— START —
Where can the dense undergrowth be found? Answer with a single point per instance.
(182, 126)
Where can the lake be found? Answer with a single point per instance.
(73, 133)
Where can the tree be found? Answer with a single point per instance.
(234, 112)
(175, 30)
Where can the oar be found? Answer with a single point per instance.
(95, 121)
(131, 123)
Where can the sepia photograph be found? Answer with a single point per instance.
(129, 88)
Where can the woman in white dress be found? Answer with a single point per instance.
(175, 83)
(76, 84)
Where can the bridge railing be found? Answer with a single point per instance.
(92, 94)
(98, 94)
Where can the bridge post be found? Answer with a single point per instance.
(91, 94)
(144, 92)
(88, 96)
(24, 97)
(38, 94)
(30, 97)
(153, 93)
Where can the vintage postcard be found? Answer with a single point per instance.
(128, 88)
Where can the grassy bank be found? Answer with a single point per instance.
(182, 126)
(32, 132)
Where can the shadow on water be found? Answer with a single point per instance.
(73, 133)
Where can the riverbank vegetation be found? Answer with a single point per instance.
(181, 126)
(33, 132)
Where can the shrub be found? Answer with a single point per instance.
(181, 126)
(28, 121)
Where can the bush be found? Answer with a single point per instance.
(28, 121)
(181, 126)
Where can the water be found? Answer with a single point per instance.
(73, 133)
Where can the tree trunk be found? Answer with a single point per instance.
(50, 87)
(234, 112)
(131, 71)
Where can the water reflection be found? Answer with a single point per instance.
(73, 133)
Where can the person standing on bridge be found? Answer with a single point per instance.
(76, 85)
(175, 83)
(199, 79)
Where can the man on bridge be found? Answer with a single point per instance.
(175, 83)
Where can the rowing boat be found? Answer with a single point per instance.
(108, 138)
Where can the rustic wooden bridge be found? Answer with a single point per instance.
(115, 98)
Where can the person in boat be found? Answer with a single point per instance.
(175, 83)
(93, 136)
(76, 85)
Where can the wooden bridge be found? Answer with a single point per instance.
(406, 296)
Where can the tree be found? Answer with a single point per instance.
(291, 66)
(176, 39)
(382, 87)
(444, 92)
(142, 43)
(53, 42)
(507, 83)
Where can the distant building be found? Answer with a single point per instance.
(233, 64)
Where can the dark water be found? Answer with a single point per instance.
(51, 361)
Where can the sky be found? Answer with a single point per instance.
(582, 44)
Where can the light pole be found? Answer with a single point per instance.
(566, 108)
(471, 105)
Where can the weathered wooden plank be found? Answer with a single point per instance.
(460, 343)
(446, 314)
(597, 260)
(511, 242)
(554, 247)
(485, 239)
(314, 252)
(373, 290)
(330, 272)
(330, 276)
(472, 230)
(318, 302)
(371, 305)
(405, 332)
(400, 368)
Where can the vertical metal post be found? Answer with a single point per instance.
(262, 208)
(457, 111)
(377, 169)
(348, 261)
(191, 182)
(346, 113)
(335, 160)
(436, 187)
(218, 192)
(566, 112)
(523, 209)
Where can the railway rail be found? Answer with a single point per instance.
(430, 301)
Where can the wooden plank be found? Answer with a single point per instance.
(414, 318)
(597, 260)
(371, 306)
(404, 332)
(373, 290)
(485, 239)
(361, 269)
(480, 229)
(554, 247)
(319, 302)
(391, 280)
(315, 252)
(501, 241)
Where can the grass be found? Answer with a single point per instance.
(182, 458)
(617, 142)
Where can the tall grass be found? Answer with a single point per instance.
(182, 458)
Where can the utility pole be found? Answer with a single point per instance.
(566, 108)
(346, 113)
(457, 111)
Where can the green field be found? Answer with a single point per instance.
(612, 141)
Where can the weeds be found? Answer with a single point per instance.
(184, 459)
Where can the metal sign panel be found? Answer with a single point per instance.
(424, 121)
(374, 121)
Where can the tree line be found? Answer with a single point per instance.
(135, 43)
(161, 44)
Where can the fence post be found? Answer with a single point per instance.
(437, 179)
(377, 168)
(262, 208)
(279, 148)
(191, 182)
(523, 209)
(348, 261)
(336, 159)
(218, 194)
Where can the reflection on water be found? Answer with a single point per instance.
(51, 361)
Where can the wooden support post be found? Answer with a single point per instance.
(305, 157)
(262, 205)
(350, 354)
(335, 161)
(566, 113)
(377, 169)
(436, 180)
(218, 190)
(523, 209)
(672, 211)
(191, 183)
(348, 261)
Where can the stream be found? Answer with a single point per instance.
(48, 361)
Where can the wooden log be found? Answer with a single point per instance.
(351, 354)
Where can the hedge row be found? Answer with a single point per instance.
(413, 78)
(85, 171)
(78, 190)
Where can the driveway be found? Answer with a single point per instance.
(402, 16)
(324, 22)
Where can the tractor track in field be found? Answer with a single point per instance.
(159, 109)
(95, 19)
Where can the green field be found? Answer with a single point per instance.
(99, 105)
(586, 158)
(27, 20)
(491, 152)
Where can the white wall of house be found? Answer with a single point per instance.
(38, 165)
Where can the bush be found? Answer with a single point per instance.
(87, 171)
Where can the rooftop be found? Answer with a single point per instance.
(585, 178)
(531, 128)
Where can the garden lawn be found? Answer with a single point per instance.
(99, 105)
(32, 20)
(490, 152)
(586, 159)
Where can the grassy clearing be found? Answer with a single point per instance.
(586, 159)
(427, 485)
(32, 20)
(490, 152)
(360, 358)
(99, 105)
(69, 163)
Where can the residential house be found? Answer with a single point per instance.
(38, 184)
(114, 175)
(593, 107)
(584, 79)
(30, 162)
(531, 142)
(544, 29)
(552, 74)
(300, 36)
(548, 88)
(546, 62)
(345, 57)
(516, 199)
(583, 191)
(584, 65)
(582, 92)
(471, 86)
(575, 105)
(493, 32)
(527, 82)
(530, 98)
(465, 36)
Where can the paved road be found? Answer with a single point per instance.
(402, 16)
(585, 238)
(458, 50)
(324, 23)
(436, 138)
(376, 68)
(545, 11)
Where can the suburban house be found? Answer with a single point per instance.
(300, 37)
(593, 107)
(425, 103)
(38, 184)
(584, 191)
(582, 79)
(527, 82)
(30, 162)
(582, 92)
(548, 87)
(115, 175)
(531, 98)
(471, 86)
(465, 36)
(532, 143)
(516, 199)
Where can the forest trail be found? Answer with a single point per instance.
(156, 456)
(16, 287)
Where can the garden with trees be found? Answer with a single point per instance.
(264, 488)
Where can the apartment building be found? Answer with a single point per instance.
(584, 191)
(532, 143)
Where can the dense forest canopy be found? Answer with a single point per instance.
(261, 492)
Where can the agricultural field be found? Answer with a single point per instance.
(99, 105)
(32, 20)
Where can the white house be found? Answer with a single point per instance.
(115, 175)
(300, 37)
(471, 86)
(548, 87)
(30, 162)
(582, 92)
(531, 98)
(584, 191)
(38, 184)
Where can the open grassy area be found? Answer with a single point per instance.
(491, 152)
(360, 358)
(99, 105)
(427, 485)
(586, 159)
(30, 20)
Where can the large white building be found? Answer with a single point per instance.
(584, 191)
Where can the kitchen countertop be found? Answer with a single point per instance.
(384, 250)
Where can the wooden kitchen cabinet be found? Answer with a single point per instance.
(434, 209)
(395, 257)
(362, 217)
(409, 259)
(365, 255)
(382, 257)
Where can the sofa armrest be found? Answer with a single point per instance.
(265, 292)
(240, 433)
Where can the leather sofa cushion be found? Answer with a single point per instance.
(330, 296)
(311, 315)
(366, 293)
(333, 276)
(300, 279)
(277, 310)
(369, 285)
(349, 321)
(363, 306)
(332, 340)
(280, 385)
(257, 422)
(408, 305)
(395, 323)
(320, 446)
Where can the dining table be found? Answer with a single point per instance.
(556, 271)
— END —
— Problem requirements —
Could you rewrite the lines from the one containing "Where can the apartment" through the last line above, keeping each request line as it is and multiplying every coordinate in the answer points by 1.05, rounded to whole numbers with halves rounded up? Give only those lines.

— Solved problem —
Where can the apartment building be found? Answer with a single point per instance.
(613, 201)
(559, 150)
Where can the dense forest canopy be found? Answer with a single point per instance.
(274, 517)
Where can the agricultural field be found? Answer with a single point per instance.
(104, 110)
(34, 21)
Where can the white house be found? Answer with a single point per instance.
(121, 184)
(315, 39)
(495, 90)
(575, 91)
(32, 170)
(611, 97)
(558, 103)
(613, 201)
(40, 193)
Where can the open grassy area be found? Answer with a single point per instance.
(516, 160)
(378, 376)
(104, 110)
(448, 509)
(615, 167)
(32, 21)
Where can the large white building be found? Answer with a single point per instance.
(613, 201)
Where can the kitchen countertop be found? Answer with a single point per instance.
(403, 263)
Where can the wooden kitchen cabinet be found? Answer with a single point per instance.
(456, 219)
(415, 270)
(380, 228)
(429, 272)
(383, 268)
(401, 270)
Where can the sofa armrest be found? Answer with a single point per instance.
(278, 307)
(252, 455)
Where can the leather sofa cushion be found? Answer with a single point per instance.
(347, 311)
(327, 331)
(384, 308)
(350, 290)
(315, 293)
(291, 326)
(387, 299)
(366, 337)
(381, 321)
(349, 357)
(294, 404)
(270, 443)
(428, 320)
(415, 339)
(336, 468)
Where can the dining table be found? Answer with a single point per instance.
(584, 285)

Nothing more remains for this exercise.